It’s not Bush’s New World Order it’s the Illuminati’s New World Order.
Ah, and you missed one of the pivotal points, 1993 and NAFTA, the start of exporting all of American industry.
We are a superpower? Techno-military wise maybe but we no longer lead in any other area of human endeavor.
“We are a superpower? Techno-military wise maybe but we no longer lead in any other area of human endeavor.”
Precisely. And the techno-military game is over, which leaves us sans a paddle.
…the US may not have the engineering workforce and scientific know-how to maintain a techno-military edge over Russia and China. We can thank the rise of religious fundamentalism and decreasing separation of church and state for that.
The other extremely wise lesson that Russia and China appear to have learned is that of asymmetric warfare. They both seem to have realized that the highest returns for their defense spending will be realized in the field of missile technology.
Recent examples of this are Russia’s fearsome anti-ship missiles and China’s demonstration of its ground-based anti-satellite capability. At this moment I bet both nations are hard at work perfecting an anti-aircraft missile truly capable of threatening all the high-performance aircraft in our inventory. Something that will be as fierce as the SA-6 was during the Vietnam era.
Makes sense to me. It’s been clear from the start that Cheney had his eyes on China, which is one reason why he pooh-poohed the Al Qaida threat. Naturally, the faux real-politik that makes military control of the Middle East the key to everything came out of the right-thinking establishment, who didn’t learn history or economics. Given what’s happened, it’s probably best for us and the rest of the world if the United States lose Cold War II — as long as it stays cold. We’ve worn out are welcome for having crapped on the world’s doorstep.
And if we don’t lose, here is the likely outcome, more of the same death and destruction. I had no idea about this number of deaths, let alone the casualities in Iraq. Just received:
Dear Supporter of a Just Foreign Policy,
Last week, the scale of the tragic Iraqi death toll was confirmed by the prestigious British polling firm Opinion Research Business, ORB. In August, ORB conducted a poll of Iraqis. Their results indicated that 1.2 million Iraqis had died as a result of the conflict. Like our conclusion last month that over a million Iraqis had been killed, their results were largely ignored in the U.S., with the notable exception of an article in the Los Angeles Times.
Yesterday, we issued a press release to underscore the striking agreement between the two independent studies. Not surprisingly, we received little positive response. But we were particularly shocked by the reaction of an editor at a major U.S. daily: the Cleveland Plain Dealer. We want to ask you to help us respond.
ORB is not left-wing or anti-war. Their clients include the Bank of Scotland, the Conservative Party (which supports the war in Iraq), and Morgan Stanley. Their chairman has worked with Margaret Thatcher, Boris Yeltsin, and Ronald Reagan. But here is how the Plain Dealer’s Deputy Editorial Director Kevin O’Brien responded to our release:
So one group with an ax to grind comes out with an estimate, based on an extrapolation favorable to its political position. Then another group with the very same ax to grind comes out with an estimate, also based on an extrapolation favorable to its political position. And, lo and behold, both of those politically interested groups estimate the same thing. And then they call that happy little coincidence “confirmation.”
▬▬▬▬▬▬▬▬▬▬
_What the exercise asks_
According to the page extract, how many Iraqis did the ORB poll indicate had died as a result of the conflict?
▬▬▬▬▬▬▬▬▬▬
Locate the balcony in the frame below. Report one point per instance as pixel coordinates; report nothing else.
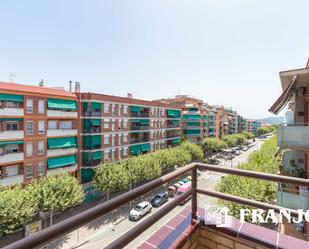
(294, 137)
(187, 229)
(10, 180)
(18, 112)
(293, 201)
(61, 152)
(11, 135)
(11, 157)
(61, 132)
(63, 114)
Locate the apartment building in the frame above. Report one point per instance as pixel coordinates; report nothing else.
(38, 132)
(293, 137)
(113, 128)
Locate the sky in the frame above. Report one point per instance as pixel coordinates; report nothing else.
(226, 52)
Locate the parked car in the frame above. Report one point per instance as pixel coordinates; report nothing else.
(159, 199)
(213, 161)
(183, 189)
(140, 210)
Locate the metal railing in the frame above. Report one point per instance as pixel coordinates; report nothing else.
(50, 234)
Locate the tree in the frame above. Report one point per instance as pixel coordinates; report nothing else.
(17, 206)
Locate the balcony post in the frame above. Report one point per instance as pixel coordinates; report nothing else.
(194, 194)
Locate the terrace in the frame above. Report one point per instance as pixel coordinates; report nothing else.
(187, 229)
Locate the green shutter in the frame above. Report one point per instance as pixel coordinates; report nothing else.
(188, 116)
(145, 147)
(96, 155)
(176, 141)
(135, 108)
(135, 150)
(175, 121)
(11, 97)
(95, 122)
(63, 142)
(62, 104)
(58, 162)
(11, 119)
(96, 105)
(191, 132)
(11, 142)
(144, 121)
(87, 174)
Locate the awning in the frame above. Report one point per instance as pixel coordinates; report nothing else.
(11, 97)
(144, 121)
(87, 174)
(11, 119)
(96, 105)
(145, 147)
(96, 155)
(62, 143)
(62, 104)
(173, 113)
(135, 108)
(58, 162)
(135, 150)
(11, 142)
(284, 97)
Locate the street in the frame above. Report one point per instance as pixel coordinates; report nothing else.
(109, 232)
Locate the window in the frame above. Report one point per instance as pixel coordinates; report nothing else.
(41, 127)
(29, 105)
(106, 139)
(29, 127)
(125, 109)
(106, 108)
(12, 126)
(41, 108)
(41, 168)
(12, 170)
(52, 124)
(65, 124)
(29, 149)
(29, 170)
(106, 155)
(41, 148)
(11, 148)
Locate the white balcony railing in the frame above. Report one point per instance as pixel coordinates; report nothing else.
(294, 137)
(12, 157)
(10, 135)
(10, 180)
(19, 112)
(61, 152)
(293, 201)
(57, 113)
(61, 132)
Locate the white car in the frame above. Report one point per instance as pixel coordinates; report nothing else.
(140, 210)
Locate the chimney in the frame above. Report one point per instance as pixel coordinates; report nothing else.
(77, 87)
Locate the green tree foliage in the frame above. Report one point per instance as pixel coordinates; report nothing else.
(112, 176)
(19, 204)
(58, 192)
(260, 190)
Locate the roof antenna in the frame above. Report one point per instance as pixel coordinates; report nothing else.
(11, 77)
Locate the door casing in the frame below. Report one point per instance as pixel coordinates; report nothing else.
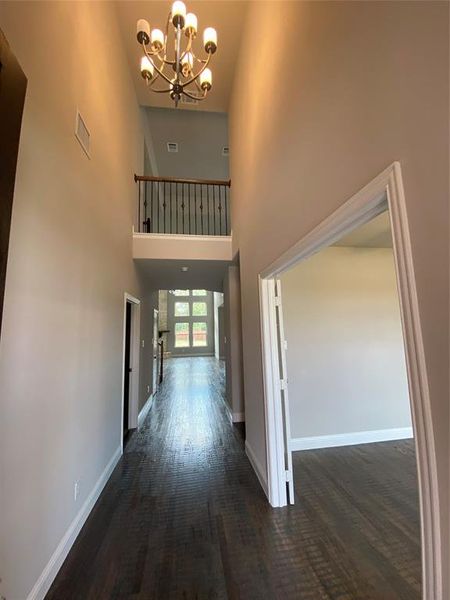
(135, 346)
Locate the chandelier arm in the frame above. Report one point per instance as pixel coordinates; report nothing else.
(194, 97)
(188, 49)
(166, 35)
(194, 77)
(162, 91)
(178, 52)
(160, 72)
(151, 83)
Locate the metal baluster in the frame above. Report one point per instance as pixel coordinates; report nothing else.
(201, 206)
(214, 208)
(152, 207)
(220, 210)
(195, 207)
(145, 209)
(189, 207)
(139, 206)
(209, 211)
(157, 200)
(226, 211)
(182, 202)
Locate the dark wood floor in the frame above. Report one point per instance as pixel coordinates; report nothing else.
(183, 515)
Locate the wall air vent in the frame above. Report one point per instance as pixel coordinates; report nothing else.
(82, 134)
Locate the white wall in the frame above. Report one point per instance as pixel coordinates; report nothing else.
(218, 343)
(369, 85)
(345, 357)
(70, 262)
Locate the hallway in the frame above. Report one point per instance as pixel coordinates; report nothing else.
(184, 517)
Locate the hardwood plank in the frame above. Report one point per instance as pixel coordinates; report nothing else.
(183, 515)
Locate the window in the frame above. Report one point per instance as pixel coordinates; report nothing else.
(181, 292)
(199, 309)
(182, 309)
(199, 334)
(182, 335)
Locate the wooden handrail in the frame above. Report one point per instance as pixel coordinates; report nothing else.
(175, 180)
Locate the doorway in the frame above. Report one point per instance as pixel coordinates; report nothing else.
(384, 192)
(131, 358)
(190, 321)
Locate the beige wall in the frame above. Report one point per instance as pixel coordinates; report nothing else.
(69, 266)
(352, 87)
(345, 353)
(233, 348)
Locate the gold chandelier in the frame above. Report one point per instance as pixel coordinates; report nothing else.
(177, 69)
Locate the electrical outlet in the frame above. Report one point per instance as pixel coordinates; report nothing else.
(76, 490)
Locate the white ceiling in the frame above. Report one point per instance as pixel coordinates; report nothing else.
(200, 136)
(374, 234)
(227, 17)
(167, 274)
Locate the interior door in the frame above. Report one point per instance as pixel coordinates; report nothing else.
(190, 318)
(127, 370)
(13, 84)
(155, 350)
(282, 346)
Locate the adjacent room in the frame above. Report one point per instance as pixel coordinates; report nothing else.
(349, 410)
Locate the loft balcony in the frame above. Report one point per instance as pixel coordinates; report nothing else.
(182, 219)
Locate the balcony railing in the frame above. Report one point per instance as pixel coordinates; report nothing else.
(183, 206)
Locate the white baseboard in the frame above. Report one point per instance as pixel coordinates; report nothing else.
(350, 439)
(144, 411)
(50, 571)
(257, 468)
(234, 417)
(237, 417)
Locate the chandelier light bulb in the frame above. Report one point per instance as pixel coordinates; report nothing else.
(191, 25)
(157, 39)
(210, 40)
(147, 68)
(187, 64)
(188, 59)
(206, 80)
(178, 14)
(143, 31)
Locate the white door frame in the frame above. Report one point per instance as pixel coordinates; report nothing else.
(135, 348)
(385, 191)
(155, 351)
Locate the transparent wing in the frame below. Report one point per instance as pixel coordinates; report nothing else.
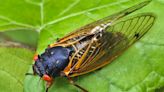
(112, 18)
(115, 40)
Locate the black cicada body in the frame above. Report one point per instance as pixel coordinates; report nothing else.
(92, 46)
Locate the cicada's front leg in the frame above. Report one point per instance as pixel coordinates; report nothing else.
(73, 83)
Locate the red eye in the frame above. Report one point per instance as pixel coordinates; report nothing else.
(47, 78)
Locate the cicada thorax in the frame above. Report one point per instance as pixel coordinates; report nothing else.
(85, 48)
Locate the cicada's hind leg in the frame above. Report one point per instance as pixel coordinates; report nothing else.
(78, 86)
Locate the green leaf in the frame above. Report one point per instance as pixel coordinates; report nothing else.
(14, 64)
(139, 69)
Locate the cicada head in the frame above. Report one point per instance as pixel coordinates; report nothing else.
(49, 64)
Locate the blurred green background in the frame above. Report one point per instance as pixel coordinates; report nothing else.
(28, 26)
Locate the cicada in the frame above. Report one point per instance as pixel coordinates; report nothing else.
(93, 46)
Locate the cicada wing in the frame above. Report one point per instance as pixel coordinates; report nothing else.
(115, 40)
(112, 18)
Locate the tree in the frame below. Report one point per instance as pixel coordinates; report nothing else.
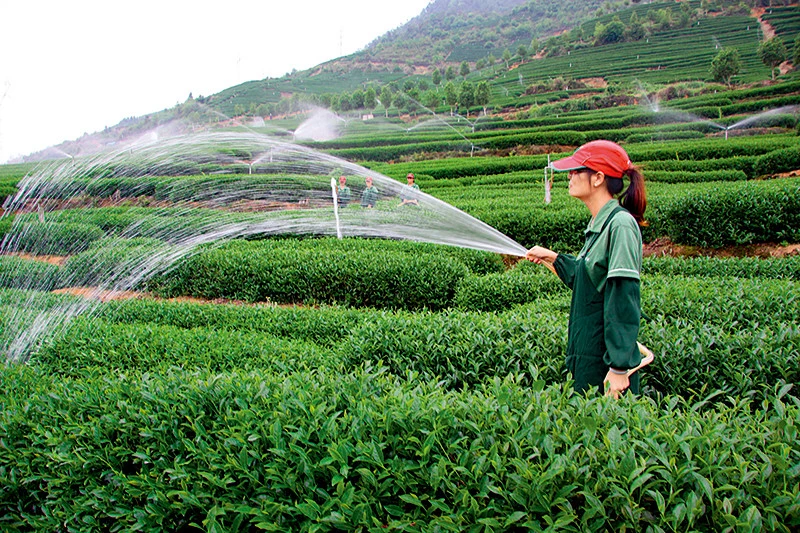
(613, 32)
(634, 31)
(370, 98)
(466, 95)
(386, 98)
(450, 95)
(725, 65)
(772, 53)
(796, 55)
(431, 99)
(357, 99)
(436, 78)
(506, 56)
(482, 94)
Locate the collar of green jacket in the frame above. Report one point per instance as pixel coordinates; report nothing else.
(596, 224)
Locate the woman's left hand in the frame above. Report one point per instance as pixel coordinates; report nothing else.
(616, 383)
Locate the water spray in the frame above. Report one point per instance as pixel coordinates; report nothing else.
(336, 208)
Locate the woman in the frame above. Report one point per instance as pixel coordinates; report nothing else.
(604, 277)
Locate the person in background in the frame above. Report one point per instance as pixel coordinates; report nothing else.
(407, 195)
(606, 303)
(343, 191)
(370, 195)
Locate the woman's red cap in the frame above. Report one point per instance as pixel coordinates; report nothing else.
(601, 156)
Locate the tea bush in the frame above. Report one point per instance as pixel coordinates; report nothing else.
(741, 214)
(739, 267)
(496, 292)
(325, 326)
(363, 451)
(775, 162)
(255, 272)
(96, 346)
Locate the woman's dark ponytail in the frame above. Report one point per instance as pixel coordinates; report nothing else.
(634, 199)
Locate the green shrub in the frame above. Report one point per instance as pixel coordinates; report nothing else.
(741, 267)
(326, 326)
(693, 177)
(747, 213)
(89, 345)
(261, 271)
(362, 451)
(498, 292)
(778, 161)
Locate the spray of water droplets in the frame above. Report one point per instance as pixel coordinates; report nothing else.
(124, 216)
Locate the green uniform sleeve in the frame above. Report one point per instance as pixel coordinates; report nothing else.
(565, 268)
(622, 312)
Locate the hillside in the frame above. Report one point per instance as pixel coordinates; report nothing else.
(526, 51)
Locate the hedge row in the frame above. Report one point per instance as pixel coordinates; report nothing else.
(721, 324)
(364, 451)
(94, 344)
(259, 271)
(740, 213)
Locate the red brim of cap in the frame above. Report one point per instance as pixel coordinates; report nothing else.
(568, 163)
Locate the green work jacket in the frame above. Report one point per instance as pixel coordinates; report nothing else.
(369, 197)
(606, 304)
(343, 193)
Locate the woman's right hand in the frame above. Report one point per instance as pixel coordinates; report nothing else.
(539, 254)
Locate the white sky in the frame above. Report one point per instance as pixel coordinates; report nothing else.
(74, 67)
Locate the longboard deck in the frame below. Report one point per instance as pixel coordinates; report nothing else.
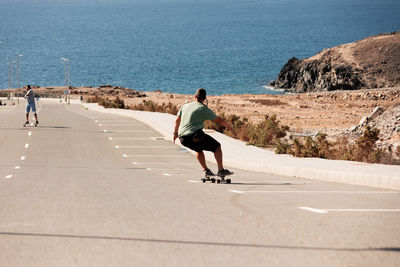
(218, 179)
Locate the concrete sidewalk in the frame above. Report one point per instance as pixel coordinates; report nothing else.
(239, 155)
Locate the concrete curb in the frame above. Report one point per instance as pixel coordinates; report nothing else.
(239, 155)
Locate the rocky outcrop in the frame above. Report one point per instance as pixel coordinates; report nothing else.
(370, 63)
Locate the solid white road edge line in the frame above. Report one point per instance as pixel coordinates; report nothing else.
(146, 147)
(153, 156)
(347, 210)
(321, 192)
(127, 131)
(313, 210)
(161, 163)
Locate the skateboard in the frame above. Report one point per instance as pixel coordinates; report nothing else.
(29, 125)
(216, 178)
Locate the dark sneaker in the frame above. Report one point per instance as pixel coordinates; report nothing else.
(208, 173)
(224, 172)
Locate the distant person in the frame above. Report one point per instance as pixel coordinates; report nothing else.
(189, 126)
(30, 104)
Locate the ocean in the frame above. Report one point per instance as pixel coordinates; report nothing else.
(224, 46)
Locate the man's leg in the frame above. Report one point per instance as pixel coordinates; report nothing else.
(218, 158)
(202, 159)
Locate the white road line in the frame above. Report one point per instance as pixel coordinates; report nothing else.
(236, 191)
(153, 156)
(111, 125)
(127, 131)
(155, 138)
(313, 210)
(129, 138)
(347, 210)
(364, 210)
(316, 192)
(162, 163)
(146, 147)
(106, 121)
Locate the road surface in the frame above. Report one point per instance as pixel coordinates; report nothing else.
(92, 189)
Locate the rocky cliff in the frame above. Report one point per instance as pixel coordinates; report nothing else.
(373, 62)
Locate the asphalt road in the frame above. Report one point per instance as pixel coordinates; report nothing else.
(92, 189)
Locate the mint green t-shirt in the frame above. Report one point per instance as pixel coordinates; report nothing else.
(193, 116)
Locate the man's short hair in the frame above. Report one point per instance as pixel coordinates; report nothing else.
(201, 94)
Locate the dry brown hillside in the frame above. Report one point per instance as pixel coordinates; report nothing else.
(373, 62)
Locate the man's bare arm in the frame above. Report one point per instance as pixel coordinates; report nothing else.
(177, 123)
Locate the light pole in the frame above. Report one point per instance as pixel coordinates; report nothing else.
(66, 61)
(8, 71)
(18, 70)
(65, 71)
(12, 81)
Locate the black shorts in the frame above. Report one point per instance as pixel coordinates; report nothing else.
(200, 141)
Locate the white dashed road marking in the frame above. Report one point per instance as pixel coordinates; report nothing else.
(321, 211)
(127, 131)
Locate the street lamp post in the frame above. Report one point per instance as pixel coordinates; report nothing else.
(8, 72)
(18, 70)
(65, 71)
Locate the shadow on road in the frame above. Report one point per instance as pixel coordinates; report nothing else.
(201, 243)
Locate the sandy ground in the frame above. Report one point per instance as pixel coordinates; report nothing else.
(330, 112)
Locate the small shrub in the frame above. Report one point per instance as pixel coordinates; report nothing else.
(282, 147)
(265, 133)
(149, 105)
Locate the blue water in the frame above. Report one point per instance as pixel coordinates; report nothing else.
(224, 46)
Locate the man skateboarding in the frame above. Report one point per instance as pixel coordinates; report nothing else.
(30, 104)
(189, 126)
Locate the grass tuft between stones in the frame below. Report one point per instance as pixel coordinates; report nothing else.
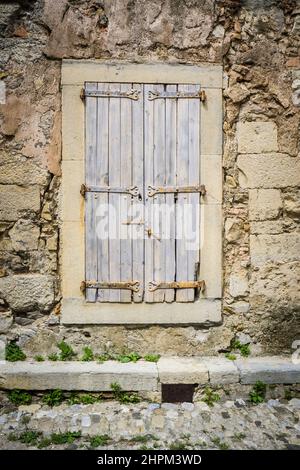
(14, 353)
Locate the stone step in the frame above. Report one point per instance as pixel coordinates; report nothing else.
(146, 376)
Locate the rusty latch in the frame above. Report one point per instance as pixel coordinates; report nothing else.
(128, 285)
(133, 190)
(152, 286)
(152, 190)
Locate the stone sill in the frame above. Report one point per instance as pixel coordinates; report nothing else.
(147, 376)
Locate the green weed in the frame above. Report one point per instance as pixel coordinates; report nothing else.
(14, 353)
(19, 397)
(66, 351)
(97, 441)
(258, 394)
(53, 398)
(152, 357)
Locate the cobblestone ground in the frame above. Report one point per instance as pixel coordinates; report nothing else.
(233, 424)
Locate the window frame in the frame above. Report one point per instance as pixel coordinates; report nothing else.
(75, 309)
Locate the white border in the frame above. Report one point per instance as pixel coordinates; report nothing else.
(75, 310)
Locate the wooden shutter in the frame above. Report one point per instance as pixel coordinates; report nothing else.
(114, 159)
(151, 141)
(172, 158)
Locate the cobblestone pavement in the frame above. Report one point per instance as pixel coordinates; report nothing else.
(111, 425)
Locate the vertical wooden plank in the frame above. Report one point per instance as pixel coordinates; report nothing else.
(182, 166)
(137, 231)
(159, 179)
(193, 222)
(101, 179)
(170, 172)
(114, 199)
(90, 216)
(148, 179)
(125, 199)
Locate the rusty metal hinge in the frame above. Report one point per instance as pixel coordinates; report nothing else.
(82, 94)
(133, 190)
(152, 190)
(131, 94)
(152, 286)
(128, 285)
(155, 95)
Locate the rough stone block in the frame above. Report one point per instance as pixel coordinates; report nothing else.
(281, 248)
(28, 291)
(272, 170)
(238, 284)
(268, 370)
(22, 171)
(264, 204)
(78, 376)
(14, 200)
(187, 370)
(24, 235)
(221, 370)
(257, 137)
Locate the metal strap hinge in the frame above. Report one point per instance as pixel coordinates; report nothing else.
(155, 95)
(128, 285)
(133, 190)
(152, 286)
(131, 94)
(152, 190)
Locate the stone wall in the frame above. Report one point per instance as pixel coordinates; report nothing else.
(257, 42)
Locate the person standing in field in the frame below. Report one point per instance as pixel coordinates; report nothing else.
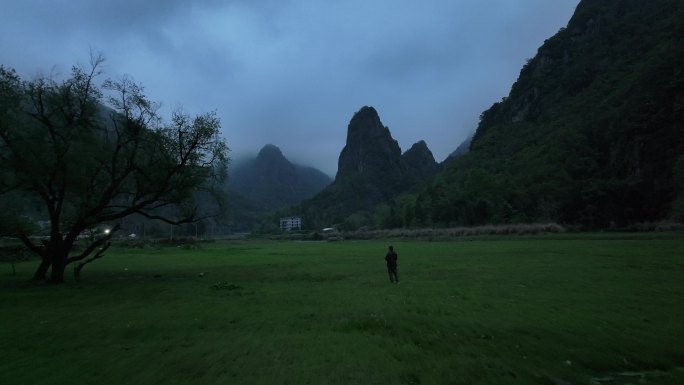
(391, 258)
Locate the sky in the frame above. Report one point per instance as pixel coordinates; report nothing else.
(293, 72)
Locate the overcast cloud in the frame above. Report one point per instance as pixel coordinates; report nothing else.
(293, 72)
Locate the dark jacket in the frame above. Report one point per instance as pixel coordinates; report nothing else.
(391, 259)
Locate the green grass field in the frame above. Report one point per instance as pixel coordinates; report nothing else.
(573, 309)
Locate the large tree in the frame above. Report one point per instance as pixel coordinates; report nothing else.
(88, 155)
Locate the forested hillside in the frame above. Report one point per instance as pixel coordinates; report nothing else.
(590, 133)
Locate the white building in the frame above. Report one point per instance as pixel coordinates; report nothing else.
(291, 223)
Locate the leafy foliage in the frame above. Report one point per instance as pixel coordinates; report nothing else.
(589, 134)
(83, 164)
▬▬▬▬▬▬▬▬▬▬
_Solution below_
1.2 million